What Is a Special Needs Trust in Indiana and How Do They Work?
Planning to leave money and other assets for loved ones via trusts allows you to protect those assets from a variety of outside forces, including creditors. Special needs trusts provide a different type of protection for your loved ones: They ensure your loved one with a disability doesn’t own the assets in question.
This is important because ownership of those assets could impact your loved one’s ability to access critical government benefits, including Social Security Disability payments or Medicaid. Find out more about special needs trusts below and how to include them in your estate planning as necessary.
Why Should You Set Up a Special Needs Trust?
The purpose of a special needs trust is to provide assets and support for a loved one with a disability without impacting their access to government and other benefits.
For example, your adult child with a disability may have access to Medicaid, SSDI payments, food and housing support, and other benefits. Most of these benefits programs have two basic requirements: the person must have a recognized disability under the program and they must meet income and asset thresholds to qualify financially for the benefits.
If you give your loved one money or assets or leave assets to them in your will, they may no longer meet the financial thresholds for such programs. That means they lose their benefits. The assets you left them now have to be used to pay for things the programs previously paid for until the person runs out of money and can potentially qualify for those programs again—a process that can be cumbersome and stressful. In some cases, they may lose access to benefits that can’t be easily replaced simply by purchasing services.
However, if you leave assets to a loved one in a trust, they don’t own the assets—the trust does. Your loved one can benefit from the assets held in the trust without losing access to their government benefits. For example, assets in the trust can be used to pay for vision, dental, and medical care that isn’t covered by other benefits programs. It could also provide money to help cover the cost of companions and other necessary expenses.
What Are Some Factors to Consider When Setting Up a Special Needs Trust?
How to best set up a trust and what options are right for you depend on a variety of factors. Some of the things that you should consider when setting up a special needs trust include:
- How you want to fund the trust. Are you funding it with a one-time transfer of assets? Do you want to be able to transfer other assets into the trust in the future or offer other people in the family a way to make donations into the trust?
- What assets you want in the trust. You can put cash or other types of liquid assets in a trust, but you can also put real estate, investments, and even insurance policies in a trust.
- Who you want to manage the trust. During your lifetime, you may choose to manage the trust yourself. However, you’ll want to appoint someone you can trust to manage the assets when you’re no longer able to. You can choose a willing and trustworthy loved one or work with an attorney or other professional who can administer the trust for a fee.
- The impact of Medicaid, if applicable. In some cases, the trust may need to reimburse Medicaid after the beneficiary passes away. Understanding the complete picture of your loved one’s benefits and how they interact with financial assets can help you plan properly for the future.
- Whether you also want to donate to charity. The Special Needs Trust Improvement Act in 2022 created more flexible paths for individuals to fund special needs trusts with retirement benefits while also donating some of those benefits to charity if desired.

• [EXCERPTED DATA]:

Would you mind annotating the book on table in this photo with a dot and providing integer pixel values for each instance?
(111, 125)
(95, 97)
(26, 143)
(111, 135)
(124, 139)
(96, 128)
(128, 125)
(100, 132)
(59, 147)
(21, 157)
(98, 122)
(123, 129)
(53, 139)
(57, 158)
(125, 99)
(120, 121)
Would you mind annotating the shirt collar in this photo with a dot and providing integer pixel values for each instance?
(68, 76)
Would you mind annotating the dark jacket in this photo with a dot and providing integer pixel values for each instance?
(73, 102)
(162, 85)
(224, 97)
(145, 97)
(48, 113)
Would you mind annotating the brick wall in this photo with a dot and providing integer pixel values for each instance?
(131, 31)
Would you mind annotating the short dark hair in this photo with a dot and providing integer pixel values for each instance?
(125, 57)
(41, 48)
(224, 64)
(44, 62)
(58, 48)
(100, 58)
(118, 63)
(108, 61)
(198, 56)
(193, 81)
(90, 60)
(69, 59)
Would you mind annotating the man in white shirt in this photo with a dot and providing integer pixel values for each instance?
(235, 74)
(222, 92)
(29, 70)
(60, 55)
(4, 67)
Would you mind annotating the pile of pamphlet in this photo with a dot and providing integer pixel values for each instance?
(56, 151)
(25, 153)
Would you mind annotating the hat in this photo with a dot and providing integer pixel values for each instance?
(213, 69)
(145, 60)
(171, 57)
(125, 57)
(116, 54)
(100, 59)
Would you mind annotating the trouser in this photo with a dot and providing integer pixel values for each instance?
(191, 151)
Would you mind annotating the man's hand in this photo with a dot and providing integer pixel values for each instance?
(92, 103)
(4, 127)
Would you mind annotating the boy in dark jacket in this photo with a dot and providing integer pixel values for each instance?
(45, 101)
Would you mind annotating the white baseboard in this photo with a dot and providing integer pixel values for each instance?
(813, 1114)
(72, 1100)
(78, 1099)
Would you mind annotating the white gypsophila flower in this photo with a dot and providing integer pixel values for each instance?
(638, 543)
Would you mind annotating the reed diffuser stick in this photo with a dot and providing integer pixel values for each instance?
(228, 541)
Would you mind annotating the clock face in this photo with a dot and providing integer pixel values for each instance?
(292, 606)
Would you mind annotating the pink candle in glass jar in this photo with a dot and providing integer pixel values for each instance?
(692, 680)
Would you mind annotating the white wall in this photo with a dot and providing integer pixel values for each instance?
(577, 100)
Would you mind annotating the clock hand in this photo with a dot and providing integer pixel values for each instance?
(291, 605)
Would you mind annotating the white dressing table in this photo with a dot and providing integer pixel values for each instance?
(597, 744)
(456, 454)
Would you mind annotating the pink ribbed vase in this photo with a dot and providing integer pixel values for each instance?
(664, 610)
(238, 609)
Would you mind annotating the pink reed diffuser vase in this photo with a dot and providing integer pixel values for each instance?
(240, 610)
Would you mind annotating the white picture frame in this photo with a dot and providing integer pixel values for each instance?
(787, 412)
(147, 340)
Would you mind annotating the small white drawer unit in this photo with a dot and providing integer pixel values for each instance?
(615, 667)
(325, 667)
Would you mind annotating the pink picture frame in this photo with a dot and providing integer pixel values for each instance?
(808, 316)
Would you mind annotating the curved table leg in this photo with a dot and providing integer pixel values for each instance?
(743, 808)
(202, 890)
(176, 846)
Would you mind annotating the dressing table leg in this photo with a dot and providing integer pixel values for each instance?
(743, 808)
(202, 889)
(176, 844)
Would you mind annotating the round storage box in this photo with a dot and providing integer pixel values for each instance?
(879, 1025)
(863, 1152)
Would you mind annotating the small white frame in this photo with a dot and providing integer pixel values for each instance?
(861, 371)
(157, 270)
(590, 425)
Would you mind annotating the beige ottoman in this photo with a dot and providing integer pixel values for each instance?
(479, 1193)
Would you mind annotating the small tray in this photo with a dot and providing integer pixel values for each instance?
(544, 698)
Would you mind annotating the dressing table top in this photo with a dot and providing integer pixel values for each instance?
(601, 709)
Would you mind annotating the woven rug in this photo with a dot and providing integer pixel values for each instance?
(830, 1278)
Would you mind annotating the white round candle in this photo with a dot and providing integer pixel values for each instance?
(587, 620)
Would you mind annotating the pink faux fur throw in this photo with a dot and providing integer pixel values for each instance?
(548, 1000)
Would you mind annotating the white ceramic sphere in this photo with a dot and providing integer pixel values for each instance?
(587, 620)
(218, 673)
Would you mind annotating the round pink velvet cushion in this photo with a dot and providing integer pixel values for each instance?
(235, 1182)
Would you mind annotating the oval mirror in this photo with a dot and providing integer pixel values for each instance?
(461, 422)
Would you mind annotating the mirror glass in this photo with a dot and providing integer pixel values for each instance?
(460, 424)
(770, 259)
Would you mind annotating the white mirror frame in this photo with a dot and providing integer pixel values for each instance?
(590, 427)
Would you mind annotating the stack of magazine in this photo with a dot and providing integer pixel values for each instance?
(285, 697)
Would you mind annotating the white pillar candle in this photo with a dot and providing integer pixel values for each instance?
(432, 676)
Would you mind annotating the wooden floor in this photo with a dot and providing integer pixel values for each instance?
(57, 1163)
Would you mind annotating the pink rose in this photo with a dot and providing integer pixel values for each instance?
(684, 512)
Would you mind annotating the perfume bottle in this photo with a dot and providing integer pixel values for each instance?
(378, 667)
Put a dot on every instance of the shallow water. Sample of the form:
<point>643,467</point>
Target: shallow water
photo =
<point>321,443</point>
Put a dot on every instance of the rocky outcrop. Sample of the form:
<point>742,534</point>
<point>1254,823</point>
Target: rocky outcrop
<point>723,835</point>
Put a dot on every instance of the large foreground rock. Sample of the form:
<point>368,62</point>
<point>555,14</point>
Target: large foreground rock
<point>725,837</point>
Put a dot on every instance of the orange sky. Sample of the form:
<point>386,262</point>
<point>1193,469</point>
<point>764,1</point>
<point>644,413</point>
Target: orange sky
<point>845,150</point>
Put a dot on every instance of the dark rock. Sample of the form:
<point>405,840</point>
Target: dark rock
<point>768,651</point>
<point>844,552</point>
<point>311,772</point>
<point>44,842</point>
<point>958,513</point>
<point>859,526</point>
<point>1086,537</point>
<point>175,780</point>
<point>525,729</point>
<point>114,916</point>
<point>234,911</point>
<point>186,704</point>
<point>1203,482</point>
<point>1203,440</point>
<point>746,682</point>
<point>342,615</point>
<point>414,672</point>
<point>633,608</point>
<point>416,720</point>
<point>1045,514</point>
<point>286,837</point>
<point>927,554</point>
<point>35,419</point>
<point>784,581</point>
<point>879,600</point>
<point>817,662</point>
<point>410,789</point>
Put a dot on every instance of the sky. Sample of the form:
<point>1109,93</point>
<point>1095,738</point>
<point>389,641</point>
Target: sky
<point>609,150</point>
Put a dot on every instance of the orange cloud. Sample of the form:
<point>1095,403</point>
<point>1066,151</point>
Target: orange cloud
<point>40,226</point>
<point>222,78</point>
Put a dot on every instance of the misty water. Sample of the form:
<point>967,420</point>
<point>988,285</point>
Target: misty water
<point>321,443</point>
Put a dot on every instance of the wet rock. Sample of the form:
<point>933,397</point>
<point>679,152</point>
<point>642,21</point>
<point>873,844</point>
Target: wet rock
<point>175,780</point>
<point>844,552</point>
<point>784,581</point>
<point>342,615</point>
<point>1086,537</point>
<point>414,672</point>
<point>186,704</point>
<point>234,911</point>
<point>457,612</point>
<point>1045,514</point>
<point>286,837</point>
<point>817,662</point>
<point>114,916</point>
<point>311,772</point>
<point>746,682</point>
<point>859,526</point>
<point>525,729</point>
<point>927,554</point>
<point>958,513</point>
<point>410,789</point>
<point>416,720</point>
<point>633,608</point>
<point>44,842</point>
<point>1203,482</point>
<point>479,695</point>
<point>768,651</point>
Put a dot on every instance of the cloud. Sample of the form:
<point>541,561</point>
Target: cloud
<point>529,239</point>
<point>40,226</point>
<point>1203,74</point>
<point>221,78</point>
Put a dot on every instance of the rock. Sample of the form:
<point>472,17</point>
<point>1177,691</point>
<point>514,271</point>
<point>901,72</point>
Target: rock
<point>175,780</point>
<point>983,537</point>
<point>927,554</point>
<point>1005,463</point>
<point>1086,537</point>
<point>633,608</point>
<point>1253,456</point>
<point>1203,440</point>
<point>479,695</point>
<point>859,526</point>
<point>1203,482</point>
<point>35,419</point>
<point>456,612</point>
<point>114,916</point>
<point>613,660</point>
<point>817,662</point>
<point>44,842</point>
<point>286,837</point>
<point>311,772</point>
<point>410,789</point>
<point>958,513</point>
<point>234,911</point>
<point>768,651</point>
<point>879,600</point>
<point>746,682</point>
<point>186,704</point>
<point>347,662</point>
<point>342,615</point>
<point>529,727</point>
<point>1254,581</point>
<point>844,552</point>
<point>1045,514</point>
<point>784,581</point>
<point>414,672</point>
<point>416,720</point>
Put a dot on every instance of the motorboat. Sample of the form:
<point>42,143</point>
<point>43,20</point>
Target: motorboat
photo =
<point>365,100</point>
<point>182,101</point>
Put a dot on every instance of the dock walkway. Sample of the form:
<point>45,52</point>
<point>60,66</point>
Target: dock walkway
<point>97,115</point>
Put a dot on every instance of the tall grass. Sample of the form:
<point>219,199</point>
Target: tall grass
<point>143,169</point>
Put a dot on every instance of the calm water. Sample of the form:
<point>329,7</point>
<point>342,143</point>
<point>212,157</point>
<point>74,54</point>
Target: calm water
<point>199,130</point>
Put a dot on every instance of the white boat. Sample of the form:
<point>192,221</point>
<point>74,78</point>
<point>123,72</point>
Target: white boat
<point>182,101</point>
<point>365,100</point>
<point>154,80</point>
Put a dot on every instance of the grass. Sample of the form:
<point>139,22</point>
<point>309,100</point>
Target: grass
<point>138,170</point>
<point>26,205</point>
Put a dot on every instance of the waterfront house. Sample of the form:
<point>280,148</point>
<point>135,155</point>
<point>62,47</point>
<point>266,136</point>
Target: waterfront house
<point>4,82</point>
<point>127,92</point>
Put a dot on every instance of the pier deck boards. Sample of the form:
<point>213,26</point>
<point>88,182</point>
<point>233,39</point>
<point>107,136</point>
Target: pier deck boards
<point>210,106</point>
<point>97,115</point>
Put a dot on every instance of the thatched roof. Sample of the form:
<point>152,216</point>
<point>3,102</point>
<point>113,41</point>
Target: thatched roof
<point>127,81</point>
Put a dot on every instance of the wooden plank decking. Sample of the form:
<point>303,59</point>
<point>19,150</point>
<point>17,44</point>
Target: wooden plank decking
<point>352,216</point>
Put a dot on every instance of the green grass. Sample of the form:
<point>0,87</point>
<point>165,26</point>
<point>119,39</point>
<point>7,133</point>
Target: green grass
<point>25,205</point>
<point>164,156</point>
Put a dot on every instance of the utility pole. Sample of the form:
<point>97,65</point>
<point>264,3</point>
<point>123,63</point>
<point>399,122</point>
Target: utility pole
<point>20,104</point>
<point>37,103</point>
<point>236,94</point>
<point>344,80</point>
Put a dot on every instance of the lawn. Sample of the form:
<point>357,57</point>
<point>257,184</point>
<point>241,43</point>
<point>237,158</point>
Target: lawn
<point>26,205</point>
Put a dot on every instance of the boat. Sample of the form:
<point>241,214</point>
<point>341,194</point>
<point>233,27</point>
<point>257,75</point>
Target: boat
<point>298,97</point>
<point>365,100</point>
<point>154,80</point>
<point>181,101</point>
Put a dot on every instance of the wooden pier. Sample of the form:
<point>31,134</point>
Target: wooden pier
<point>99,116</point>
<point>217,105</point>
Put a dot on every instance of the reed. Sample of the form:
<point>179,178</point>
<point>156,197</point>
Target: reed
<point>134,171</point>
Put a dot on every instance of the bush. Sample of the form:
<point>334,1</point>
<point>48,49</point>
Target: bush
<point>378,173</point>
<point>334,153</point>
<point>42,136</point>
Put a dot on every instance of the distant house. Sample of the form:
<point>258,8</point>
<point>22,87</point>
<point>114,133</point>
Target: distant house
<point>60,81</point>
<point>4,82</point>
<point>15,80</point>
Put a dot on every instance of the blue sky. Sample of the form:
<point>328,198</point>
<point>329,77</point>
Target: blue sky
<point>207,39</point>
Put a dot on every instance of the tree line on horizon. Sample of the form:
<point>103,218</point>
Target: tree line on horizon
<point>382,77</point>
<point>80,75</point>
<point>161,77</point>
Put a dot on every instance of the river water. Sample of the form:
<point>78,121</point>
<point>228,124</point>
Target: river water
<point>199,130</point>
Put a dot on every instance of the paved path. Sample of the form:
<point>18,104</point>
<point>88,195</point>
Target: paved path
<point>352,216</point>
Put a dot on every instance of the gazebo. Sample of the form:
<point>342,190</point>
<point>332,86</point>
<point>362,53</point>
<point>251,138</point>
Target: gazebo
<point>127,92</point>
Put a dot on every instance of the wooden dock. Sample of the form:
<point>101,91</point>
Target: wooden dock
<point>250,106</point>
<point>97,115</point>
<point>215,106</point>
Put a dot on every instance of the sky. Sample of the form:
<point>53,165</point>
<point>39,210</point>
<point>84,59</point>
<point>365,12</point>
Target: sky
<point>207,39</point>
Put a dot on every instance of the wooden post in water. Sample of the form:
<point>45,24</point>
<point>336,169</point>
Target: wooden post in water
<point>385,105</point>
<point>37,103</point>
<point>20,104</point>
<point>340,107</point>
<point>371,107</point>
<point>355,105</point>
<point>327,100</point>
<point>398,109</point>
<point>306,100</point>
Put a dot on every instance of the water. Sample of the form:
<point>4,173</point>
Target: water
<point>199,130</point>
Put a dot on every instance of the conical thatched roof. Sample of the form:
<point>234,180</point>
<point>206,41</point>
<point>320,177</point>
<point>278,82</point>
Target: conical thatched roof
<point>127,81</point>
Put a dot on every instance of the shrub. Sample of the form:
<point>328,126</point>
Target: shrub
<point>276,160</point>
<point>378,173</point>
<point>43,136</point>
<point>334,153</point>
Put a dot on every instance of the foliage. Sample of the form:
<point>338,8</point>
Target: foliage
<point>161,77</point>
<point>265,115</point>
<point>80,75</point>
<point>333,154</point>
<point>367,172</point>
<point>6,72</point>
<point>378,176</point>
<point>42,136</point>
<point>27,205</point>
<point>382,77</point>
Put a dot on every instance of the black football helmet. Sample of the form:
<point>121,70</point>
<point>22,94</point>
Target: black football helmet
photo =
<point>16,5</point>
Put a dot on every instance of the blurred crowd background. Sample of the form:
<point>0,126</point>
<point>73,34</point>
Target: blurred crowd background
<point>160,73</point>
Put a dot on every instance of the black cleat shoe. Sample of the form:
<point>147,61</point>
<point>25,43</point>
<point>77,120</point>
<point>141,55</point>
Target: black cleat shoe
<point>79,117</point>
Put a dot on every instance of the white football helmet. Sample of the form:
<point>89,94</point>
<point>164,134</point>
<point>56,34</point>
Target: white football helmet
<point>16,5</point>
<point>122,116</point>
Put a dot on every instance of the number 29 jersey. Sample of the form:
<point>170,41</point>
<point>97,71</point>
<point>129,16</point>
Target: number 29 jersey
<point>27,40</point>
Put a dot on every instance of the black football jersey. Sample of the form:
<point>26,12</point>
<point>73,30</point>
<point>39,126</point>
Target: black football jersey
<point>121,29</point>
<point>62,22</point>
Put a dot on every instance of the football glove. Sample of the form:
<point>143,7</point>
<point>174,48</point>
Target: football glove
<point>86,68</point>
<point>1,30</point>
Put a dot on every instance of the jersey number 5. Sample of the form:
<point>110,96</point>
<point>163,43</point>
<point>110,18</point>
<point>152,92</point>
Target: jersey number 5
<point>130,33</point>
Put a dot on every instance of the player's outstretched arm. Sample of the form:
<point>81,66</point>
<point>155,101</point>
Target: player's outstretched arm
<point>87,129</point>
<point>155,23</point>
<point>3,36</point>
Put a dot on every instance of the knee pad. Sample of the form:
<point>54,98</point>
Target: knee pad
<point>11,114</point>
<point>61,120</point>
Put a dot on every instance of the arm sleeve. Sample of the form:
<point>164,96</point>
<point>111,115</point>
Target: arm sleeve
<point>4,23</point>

• [QUESTIONS ON THE MATERIAL]:
1. Answer these questions from the article on special needs trusts:
(a) What two basic requirements do most benefits programs have?
(b) Besides cash and other liquid assets, what three kinds of assets does the article say can be put in a trust?
(c) Which 2022 law created more flexible paths to fund special needs trusts with retirement benefits?
2. Reproduce everything in the article on special needs trusts from "For example, your" down to "for the benefits.".

• [ANSWERS FOR THIS EXERCISE]:
1.
(a) The person must have a recognized disability under the program and must meet income and asset thresholds to qualify financially for the benefits.
(b) Real estate, investments, and insurance policies.
(c) The Special Needs Trust Improvement Act.

2.
For example, your adult child with a disability may have access to Medicaid, SSDI payments, food and housing support, and other benefits. Most of these benefits programs have two basic requirements: the person must have a recognized disability under the program and they must meet income and asset thresholds to qualify financially for the benefits.